Records of labeled points:

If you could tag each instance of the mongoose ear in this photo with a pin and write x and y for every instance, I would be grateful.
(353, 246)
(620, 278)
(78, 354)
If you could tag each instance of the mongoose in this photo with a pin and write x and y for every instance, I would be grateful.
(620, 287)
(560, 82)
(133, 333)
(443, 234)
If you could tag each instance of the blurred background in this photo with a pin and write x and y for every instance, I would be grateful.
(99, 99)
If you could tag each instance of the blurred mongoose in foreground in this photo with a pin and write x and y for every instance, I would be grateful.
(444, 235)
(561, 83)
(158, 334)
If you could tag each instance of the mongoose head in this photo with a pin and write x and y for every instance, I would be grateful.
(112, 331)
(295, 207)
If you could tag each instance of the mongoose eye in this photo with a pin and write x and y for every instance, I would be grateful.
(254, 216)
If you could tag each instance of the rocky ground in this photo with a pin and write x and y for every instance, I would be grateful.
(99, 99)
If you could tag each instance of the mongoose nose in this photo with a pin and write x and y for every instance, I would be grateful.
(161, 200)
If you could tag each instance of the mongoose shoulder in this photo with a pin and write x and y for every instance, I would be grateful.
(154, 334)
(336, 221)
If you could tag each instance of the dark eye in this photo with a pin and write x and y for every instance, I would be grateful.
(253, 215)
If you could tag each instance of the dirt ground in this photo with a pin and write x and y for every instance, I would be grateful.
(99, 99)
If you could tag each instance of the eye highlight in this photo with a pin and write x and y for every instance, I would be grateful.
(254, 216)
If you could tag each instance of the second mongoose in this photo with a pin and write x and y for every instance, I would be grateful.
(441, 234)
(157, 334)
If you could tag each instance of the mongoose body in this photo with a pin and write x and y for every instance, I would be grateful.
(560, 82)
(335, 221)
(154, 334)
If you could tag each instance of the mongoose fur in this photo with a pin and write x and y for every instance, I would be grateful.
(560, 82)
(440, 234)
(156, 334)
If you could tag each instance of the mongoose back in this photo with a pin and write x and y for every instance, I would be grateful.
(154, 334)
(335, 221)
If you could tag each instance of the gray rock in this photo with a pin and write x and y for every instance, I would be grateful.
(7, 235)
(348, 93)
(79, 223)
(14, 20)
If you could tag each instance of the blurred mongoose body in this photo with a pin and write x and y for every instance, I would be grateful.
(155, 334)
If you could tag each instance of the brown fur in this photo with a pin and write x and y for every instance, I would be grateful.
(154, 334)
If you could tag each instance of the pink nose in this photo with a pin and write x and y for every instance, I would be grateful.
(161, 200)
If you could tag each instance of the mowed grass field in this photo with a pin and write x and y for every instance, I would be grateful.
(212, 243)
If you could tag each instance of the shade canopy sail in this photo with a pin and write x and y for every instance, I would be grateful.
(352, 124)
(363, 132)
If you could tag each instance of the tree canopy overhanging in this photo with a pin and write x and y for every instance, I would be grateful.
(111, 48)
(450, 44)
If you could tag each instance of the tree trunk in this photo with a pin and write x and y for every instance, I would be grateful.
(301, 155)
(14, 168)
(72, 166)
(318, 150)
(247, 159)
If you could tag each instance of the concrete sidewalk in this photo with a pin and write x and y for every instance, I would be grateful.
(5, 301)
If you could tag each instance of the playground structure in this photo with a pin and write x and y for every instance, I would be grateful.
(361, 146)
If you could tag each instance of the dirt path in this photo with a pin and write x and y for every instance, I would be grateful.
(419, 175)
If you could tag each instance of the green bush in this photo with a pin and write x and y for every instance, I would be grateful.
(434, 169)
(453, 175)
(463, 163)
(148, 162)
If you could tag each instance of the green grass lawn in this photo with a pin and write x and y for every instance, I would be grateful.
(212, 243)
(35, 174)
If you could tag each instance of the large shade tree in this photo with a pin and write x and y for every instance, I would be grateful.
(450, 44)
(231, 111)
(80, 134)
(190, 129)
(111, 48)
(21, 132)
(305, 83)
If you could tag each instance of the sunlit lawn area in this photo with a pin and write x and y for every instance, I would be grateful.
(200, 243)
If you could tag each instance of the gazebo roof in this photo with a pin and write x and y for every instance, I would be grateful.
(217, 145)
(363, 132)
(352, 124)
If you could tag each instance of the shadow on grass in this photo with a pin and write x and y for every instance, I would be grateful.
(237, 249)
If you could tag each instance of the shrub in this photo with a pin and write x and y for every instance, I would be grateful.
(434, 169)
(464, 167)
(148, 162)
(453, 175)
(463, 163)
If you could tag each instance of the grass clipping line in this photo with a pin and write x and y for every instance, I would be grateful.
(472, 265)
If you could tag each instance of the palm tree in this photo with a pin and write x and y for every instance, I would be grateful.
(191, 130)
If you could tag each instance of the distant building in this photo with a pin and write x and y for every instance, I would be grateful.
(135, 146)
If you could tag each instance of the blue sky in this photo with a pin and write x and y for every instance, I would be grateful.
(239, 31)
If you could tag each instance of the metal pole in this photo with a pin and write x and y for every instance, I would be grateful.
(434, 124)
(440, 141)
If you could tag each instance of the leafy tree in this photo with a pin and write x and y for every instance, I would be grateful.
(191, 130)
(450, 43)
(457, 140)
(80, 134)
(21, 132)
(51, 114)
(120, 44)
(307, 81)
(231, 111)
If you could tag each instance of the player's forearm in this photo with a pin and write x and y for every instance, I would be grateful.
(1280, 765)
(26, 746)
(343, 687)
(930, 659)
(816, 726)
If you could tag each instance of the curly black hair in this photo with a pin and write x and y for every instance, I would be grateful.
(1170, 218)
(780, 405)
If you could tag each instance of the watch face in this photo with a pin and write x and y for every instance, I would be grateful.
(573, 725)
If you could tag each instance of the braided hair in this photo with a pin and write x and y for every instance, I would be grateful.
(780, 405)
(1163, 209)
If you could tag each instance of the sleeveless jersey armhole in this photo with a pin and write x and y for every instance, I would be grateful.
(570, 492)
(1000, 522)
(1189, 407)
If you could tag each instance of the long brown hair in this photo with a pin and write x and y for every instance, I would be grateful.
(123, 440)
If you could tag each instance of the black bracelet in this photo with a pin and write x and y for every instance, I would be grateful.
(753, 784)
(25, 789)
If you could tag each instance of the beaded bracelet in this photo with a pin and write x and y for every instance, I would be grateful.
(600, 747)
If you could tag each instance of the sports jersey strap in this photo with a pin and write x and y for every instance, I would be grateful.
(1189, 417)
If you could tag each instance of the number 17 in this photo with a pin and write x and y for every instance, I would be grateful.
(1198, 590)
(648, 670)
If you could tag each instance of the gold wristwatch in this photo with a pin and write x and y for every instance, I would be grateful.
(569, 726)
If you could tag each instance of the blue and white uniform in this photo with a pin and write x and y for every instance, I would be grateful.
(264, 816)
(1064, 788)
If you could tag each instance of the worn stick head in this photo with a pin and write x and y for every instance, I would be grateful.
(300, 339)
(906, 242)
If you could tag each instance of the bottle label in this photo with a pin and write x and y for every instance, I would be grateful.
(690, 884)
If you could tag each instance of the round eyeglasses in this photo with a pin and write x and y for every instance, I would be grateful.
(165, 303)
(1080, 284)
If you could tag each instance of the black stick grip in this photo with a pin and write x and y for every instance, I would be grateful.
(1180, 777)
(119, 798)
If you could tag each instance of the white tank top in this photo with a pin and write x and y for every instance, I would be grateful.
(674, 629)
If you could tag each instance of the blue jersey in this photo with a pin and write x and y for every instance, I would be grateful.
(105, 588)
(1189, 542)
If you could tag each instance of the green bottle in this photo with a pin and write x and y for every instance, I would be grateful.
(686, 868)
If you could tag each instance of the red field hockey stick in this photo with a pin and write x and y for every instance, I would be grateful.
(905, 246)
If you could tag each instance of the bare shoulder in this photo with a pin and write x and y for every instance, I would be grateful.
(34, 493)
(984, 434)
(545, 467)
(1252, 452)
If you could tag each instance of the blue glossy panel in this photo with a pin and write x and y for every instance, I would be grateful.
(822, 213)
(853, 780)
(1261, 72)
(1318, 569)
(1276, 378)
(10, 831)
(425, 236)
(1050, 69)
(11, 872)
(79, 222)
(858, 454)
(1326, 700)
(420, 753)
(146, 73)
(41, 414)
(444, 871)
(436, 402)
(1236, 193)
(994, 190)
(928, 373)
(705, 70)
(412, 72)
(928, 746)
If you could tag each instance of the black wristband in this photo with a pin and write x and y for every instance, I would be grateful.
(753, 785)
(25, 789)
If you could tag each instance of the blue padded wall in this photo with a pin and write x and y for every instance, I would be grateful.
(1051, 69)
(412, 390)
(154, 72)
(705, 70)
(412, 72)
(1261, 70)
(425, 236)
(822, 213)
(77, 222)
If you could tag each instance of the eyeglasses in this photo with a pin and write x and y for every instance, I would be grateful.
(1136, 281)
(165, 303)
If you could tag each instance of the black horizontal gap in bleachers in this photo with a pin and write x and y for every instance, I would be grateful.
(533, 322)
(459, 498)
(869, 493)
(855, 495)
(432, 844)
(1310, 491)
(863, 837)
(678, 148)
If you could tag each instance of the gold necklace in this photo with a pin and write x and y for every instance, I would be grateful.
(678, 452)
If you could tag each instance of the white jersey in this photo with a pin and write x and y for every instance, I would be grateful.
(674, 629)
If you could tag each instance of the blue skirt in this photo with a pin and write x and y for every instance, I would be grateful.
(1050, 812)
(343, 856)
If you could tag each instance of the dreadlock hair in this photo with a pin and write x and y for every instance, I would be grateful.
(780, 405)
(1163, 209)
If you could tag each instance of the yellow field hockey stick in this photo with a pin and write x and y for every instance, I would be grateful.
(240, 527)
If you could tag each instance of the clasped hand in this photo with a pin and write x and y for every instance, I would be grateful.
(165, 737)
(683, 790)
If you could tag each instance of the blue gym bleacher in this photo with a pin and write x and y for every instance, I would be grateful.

▶ [The exercise]: Copy out the lines above word for word, beginning at the line that contains "If you could tag each instance of the sports" and stopping after the line that contains "(1080, 284)".

▶ [Answer in full]:
If you could tag each instance of the sports jersey strap in this photo with a pin and write x and y for every instance, I would be grateful.
(1189, 417)
If you could tag each instance of the number 17 in this photo with a pin and write x and y for every instance, I would be grateful.
(1198, 590)
(648, 670)
If you could tag each instance of the gold wristwatch in this photo with a pin and write x and y for every instance, I would be grateful.
(569, 726)
If you could tag each instance of the blue and white uniform in this photo with a pin and write x and y for every instance, I would be grateful.
(264, 816)
(1064, 788)
If you could tag each instance of the worn stick head in this photo with a pin and write x and y for every instance, I would be grateful.
(300, 339)
(906, 242)
If you could tag each instance of the bottle label in this photo with a pin and write x and y for every instance, I would be grateful.
(690, 884)
If you could tag each instance of the round eyeglasses in this photo with a pin and write x and y for every instance, I would be grateful.
(165, 303)
(1080, 284)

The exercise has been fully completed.